• [Stated problem]: Write out every line of the records below verbatim, keeping each character and line break unchanged.

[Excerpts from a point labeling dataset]
------------------------------------

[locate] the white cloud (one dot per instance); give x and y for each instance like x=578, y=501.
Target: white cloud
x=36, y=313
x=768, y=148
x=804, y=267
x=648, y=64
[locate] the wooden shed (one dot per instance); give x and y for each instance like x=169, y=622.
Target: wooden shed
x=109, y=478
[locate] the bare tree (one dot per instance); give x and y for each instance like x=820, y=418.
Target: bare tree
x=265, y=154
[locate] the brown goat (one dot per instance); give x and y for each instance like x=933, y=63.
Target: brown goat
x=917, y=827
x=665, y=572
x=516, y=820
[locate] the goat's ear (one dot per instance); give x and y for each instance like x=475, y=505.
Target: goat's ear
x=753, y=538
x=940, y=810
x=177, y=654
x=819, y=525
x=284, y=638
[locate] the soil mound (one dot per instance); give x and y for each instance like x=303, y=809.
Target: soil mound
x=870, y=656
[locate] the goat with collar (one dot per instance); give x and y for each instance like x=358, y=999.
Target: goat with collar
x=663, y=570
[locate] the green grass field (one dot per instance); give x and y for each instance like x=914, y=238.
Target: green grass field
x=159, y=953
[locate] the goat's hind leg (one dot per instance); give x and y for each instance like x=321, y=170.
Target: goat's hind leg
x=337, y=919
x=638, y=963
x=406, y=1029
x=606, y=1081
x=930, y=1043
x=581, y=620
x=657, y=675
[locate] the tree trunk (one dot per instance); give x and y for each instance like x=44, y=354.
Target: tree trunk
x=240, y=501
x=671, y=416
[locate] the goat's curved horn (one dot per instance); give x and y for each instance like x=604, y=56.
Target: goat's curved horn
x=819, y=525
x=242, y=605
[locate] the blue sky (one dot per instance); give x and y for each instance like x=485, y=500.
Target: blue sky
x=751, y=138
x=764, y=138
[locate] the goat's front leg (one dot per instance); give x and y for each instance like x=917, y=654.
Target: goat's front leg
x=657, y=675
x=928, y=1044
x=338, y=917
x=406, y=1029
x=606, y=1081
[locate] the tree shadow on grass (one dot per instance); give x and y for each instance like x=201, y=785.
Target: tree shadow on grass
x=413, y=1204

------------------------------------

• [Expected output]:
[locate] the white cloud (one dot per instance); give x and y for each instance like x=578, y=501.
Target: white cloud
x=36, y=313
x=768, y=148
x=804, y=267
x=648, y=64
[locate] the wooden shed (one dot per instance); give x and y for each instance like x=169, y=622.
Target: wooden shed
x=109, y=478
[locate] the bare tree (one dot per instance); give x and y for each instance like x=820, y=418.
Target: bare tree
x=265, y=154
[locate] the brown goat (one dot per instance); give x and y for each instance like x=933, y=63.
Target: brown goat
x=917, y=827
x=665, y=572
x=516, y=820
[locate] the goat's ear (one dot per instance); give x and y for each instance like x=475, y=505.
Target: goat's ear
x=753, y=538
x=940, y=810
x=177, y=654
x=819, y=525
x=284, y=638
[locate] the soil mound (one dot per instance); give x and y for each instance like x=303, y=809.
Target: soil mound
x=870, y=656
[locate] the goat with collar (one dot per instance); give x and y for each instance like x=358, y=999.
Target: goat with collar
x=663, y=570
[locate] the green grass field (one dot per instance); give x and y for each instance like x=914, y=238.
Target: green grass field
x=159, y=953
[locate] the goat's hind leg (one dot per instance); give x and y for each instance like x=321, y=170.
Target: goat's hind leg
x=337, y=919
x=638, y=963
x=406, y=1029
x=606, y=1081
x=930, y=1043
x=581, y=620
x=657, y=675
[locate] the tree trunk (one dot per instance); give x and y for each instance like x=44, y=354.
Target: tree trunk
x=240, y=501
x=671, y=416
[locate] the goat's curved horn (one dot per instance); give x and y for each instance like x=604, y=56.
Target: goat's curved horn
x=819, y=525
x=242, y=605
[locate] the blue sky (one dot per instance); give x and y for each instance like x=485, y=500.
Target: blue sky
x=751, y=138
x=764, y=138
[locate] the goat's front leg (one dot per instance); give x and y for each instance like x=917, y=654.
Target: goat's front leg
x=657, y=675
x=928, y=1044
x=338, y=917
x=406, y=1029
x=606, y=1081
[locate] the tree shadow on grass (one dot per instance); give x and y for each instance like x=201, y=785.
Target: tree shadow on grass
x=413, y=1204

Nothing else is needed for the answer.